__What you have to do__
Every line of the data must be copied exactly.

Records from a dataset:
────────────────────────────────────────

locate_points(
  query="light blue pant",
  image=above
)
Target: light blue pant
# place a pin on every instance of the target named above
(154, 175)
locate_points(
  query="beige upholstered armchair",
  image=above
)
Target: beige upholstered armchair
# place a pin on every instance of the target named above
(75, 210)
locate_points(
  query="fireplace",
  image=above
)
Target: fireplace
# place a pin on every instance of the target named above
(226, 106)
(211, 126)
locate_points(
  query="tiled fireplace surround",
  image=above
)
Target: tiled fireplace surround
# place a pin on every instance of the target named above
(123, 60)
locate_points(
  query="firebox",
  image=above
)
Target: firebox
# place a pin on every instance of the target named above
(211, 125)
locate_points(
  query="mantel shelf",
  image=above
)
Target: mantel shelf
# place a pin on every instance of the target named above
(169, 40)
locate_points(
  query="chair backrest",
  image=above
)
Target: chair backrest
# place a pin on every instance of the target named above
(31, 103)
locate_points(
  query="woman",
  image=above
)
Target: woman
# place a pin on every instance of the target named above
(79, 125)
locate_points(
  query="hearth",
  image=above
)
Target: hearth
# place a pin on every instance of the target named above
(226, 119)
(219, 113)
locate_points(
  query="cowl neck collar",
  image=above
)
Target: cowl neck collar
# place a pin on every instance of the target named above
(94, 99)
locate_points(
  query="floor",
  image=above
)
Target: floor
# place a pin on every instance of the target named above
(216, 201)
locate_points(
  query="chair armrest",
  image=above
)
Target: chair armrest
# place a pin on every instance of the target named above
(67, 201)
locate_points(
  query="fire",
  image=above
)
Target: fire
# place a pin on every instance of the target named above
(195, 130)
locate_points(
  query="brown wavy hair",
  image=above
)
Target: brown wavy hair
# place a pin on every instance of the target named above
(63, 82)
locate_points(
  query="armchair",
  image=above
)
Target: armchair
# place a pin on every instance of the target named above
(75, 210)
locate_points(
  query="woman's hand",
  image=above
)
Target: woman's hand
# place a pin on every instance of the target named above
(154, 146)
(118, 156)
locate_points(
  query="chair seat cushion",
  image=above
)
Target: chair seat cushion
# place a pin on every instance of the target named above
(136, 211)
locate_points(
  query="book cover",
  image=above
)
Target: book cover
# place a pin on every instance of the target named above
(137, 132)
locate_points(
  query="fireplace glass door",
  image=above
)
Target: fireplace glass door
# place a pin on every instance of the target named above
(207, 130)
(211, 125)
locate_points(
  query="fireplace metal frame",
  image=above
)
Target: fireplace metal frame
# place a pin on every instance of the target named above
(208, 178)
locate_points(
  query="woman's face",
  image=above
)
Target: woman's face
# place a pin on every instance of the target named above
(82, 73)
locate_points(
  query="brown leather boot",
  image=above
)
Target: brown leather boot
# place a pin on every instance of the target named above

────────────────────────────────────────

__Task solution__
locate_points(
  query="light blue pant",
  image=above
)
Target: light blue pant
# place a pin on every instance of the target named above
(154, 175)
locate_points(
  query="beige upholstered armchair",
  image=above
)
Target: beige upholstered armchair
# place a pin on every instance of the target named above
(75, 210)
locate_points(
  query="fireplace",
  image=above
)
Target: fireplace
# place a pin on every instance of the target named above
(226, 106)
(211, 126)
locate_points(
  query="tiled fireplace surround",
  image=above
)
Target: tiled fireplace surround
# place a pin on every instance of the target named above
(123, 60)
locate_points(
  query="firebox",
  image=above
)
Target: firebox
# place a pin on every instance of the target named above
(211, 125)
locate_points(
  query="mantel shelf",
  image=above
)
Target: mantel shelf
# place a pin on every instance of the target named above
(169, 40)
locate_points(
  query="chair backrest",
  image=above
)
Target: chair backrest
# place a pin on every instance of the target named above
(31, 103)
locate_points(
  query="woman",
  image=above
)
Target: woman
# place a pin on every instance of the target named above
(79, 125)
locate_points(
  query="hearth",
  image=above
)
Target: hearth
# place a pin on every instance of the target named above
(226, 119)
(219, 113)
locate_points(
  query="cowl neck collar",
  image=above
)
Target: cowl neck collar
# place a pin on every instance of the target named above
(94, 99)
locate_points(
  query="floor",
  image=above
)
Target: floor
# place a pin on every instance of the target named above
(216, 201)
locate_points(
  query="chair armrest",
  image=above
)
Target: chair armrest
# place a pin on every instance of the target named above
(67, 201)
locate_points(
  query="fire",
  image=above
)
Target: fire
# place a pin on every instance of the target named above
(195, 130)
locate_points(
  query="brown wavy hair",
  image=above
)
Target: brown wavy hair
# place a pin on every instance of the target named above
(63, 82)
locate_points(
  query="armchair",
  image=above
)
Target: armchair
# place a pin on every instance of the target named above
(75, 210)
locate_points(
  query="woman's hand",
  image=above
)
Target: woman's hand
# place a pin on every instance of the target named above
(154, 146)
(118, 156)
locate_points(
  query="chair seat cushion",
  image=above
)
Target: chair seat cushion
# place a pin on every instance of the target named above
(136, 211)
locate_points(
  query="book cover",
  image=above
)
Target: book cover
# place a pin on every instance of the target named above
(137, 132)
locate_points(
  query="fireplace glass door",
  image=above
)
Target: fireplace glass door
# place a pin on every instance of the target named above
(207, 130)
(211, 125)
locate_points(
  query="fireplace metal frame",
  image=above
)
Target: fireplace metal frame
# place a pin on every instance of the target named above
(208, 178)
locate_points(
  query="woman's face",
  image=above
)
Target: woman's face
# place a pin on every instance of the target named above
(82, 73)
locate_points(
  query="brown leather boot",
  image=above
)
Target: brown leather boot
# place a pin on every instance of the target named above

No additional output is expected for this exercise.